Exercise details: Convert the records below, from the top through the line with "x=193 y=108", into a two-column CSV with the headers instruction and points. Each row should pair one set of instruction lines with the points that answer it, each in a single quoted field with line breaks replaced by spaces, and the pictures left out.

================================

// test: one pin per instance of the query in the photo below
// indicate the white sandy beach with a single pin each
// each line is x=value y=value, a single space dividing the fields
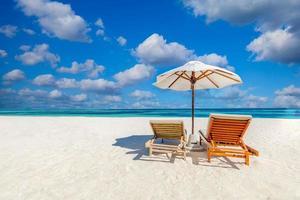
x=104 y=158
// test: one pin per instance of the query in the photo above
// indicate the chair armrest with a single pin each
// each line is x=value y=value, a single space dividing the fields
x=149 y=143
x=185 y=135
x=204 y=138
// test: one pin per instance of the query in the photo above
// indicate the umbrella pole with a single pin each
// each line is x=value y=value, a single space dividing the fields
x=193 y=81
x=193 y=108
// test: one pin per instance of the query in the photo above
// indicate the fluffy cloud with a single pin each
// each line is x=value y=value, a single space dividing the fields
x=66 y=83
x=217 y=60
x=134 y=74
x=40 y=53
x=122 y=41
x=9 y=30
x=100 y=32
x=279 y=45
x=32 y=93
x=235 y=97
x=99 y=23
x=25 y=47
x=156 y=51
x=14 y=75
x=44 y=80
x=142 y=94
x=56 y=19
x=54 y=94
x=214 y=59
x=274 y=38
x=112 y=99
x=98 y=85
x=28 y=31
x=89 y=66
x=3 y=53
x=79 y=97
x=288 y=97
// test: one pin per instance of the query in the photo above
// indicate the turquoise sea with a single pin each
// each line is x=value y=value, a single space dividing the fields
x=257 y=113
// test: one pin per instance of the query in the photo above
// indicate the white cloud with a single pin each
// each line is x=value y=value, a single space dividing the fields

================================

Full solution:
instruction,points
"// test: one pin per instance of the query in the photo below // indicate the white sandy beach with a single pin each // each line is x=value y=value, a single space dividing the fields","x=104 y=158"
"// test: one pin per instance of the query in the photo above // indicate the chair armrest with a single pin each // each line is x=value y=value, a single space dividing the fields","x=149 y=143 x=185 y=135 x=204 y=138"
"// test: one pin per instance of the query in the photo above // indicate the umbrella pole with a single pin each // each line is x=value y=value, a single space dividing the fields","x=193 y=81 x=193 y=108"